Write down, unchanged, the entries from the first line through the line holding "Target: concrete walkway". Include no other line.

__THE INPUT__:
= Beginning of Section =
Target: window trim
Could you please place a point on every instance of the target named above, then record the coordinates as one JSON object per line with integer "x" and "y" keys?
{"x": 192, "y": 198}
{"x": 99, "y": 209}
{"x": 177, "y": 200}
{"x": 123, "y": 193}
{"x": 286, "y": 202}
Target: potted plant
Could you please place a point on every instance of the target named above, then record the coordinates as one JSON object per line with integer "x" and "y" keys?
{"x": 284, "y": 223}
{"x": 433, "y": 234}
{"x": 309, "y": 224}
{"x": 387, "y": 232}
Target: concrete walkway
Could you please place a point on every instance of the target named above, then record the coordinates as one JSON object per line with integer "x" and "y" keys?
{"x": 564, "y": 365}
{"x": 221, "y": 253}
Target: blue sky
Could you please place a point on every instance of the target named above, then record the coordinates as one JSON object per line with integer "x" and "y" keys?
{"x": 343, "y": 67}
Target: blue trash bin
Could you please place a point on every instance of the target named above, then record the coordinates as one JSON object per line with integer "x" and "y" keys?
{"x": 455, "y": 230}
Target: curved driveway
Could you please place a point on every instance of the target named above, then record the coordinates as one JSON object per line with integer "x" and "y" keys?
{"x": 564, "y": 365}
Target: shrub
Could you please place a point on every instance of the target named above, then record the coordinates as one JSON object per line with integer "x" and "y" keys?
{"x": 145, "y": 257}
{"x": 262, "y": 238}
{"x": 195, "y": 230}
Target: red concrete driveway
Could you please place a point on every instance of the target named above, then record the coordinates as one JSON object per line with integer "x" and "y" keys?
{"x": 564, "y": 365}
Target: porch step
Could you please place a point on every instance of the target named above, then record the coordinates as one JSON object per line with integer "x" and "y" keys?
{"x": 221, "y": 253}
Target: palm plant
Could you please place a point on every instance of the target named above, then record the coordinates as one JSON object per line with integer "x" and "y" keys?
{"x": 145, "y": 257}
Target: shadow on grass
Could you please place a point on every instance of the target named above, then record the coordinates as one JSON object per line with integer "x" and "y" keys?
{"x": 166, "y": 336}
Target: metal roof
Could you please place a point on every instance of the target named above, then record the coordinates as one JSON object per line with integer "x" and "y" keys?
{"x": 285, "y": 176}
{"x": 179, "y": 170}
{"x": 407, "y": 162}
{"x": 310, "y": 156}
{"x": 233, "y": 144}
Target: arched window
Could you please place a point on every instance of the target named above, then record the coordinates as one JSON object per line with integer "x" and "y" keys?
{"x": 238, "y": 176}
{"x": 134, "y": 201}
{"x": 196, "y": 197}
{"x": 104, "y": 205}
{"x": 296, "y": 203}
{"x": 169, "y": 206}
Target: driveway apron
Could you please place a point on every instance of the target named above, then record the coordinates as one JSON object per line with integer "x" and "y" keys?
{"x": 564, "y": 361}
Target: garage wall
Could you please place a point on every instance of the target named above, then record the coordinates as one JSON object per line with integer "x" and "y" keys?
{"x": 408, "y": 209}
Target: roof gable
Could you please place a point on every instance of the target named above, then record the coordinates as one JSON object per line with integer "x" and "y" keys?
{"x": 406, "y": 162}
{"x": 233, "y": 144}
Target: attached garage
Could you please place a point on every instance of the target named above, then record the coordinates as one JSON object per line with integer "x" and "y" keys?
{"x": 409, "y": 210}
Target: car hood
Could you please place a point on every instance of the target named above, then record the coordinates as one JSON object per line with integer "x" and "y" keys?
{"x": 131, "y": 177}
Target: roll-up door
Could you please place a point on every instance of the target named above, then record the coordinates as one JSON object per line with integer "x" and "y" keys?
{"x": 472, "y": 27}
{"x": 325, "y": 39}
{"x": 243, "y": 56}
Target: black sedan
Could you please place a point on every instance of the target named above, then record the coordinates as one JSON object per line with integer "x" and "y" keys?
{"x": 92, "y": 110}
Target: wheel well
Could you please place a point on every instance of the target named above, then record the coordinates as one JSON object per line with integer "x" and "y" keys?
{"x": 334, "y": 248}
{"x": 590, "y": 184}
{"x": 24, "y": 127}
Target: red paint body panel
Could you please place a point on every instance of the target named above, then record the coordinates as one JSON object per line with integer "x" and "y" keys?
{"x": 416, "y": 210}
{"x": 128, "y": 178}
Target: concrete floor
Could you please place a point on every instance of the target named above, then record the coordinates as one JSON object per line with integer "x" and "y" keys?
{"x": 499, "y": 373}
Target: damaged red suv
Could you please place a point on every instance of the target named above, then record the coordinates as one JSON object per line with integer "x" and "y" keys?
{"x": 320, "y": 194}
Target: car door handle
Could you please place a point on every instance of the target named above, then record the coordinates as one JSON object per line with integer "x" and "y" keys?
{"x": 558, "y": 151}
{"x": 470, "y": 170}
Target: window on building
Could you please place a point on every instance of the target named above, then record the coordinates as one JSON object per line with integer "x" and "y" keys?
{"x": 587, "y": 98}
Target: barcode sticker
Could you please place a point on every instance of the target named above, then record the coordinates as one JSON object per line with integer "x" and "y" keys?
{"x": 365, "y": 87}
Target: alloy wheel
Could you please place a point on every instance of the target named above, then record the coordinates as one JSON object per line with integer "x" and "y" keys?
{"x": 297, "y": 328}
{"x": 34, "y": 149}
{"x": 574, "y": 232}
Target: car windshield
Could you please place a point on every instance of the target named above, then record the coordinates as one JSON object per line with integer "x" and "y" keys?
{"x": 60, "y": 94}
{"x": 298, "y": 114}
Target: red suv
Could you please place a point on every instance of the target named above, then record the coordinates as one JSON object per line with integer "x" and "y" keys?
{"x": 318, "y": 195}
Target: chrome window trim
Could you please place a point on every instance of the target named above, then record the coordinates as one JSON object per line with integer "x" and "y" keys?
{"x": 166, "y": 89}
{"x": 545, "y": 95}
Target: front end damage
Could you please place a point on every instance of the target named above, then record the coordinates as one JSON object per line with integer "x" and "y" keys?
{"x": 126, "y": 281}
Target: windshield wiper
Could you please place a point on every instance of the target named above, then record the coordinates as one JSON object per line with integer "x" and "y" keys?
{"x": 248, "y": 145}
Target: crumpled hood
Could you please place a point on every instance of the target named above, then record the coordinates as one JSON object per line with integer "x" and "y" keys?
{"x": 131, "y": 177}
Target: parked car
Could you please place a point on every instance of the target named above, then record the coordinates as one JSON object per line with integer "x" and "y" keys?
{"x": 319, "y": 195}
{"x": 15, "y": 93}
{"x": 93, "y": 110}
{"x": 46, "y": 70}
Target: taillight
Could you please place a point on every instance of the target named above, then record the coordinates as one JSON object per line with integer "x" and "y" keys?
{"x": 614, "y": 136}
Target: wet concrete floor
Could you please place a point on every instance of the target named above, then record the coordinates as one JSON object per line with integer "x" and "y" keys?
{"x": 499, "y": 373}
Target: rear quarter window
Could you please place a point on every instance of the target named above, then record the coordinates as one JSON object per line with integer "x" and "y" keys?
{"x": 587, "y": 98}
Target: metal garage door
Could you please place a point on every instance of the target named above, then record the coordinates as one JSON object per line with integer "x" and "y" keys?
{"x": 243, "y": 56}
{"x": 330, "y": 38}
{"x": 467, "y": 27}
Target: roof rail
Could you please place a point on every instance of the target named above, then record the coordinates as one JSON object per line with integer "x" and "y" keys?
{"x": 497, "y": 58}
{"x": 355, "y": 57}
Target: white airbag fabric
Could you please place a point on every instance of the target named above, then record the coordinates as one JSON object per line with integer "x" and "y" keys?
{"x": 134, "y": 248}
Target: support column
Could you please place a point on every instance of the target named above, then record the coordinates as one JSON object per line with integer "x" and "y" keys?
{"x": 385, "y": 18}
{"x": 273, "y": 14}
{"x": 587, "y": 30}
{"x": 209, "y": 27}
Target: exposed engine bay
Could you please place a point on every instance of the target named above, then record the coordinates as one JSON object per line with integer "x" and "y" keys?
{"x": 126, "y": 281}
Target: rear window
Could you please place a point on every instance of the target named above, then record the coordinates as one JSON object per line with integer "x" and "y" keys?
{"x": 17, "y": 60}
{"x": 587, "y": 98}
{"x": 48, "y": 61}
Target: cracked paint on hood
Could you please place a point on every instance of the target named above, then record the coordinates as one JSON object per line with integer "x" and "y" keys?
= End of Section =
__ANSWER__:
Target: window trim
Could you please place a point on every instance of the target named above, then record the coordinates as one JSON object per line with integer "x" and "y" keys?
{"x": 192, "y": 198}
{"x": 99, "y": 209}
{"x": 177, "y": 200}
{"x": 123, "y": 193}
{"x": 286, "y": 202}
Target: potted plant
Could you please place a point on every instance of the target named above, then record the coordinates as one JSON object per line with integer "x" and "y" keys?
{"x": 284, "y": 223}
{"x": 433, "y": 234}
{"x": 309, "y": 224}
{"x": 387, "y": 232}
Target: concrete walkway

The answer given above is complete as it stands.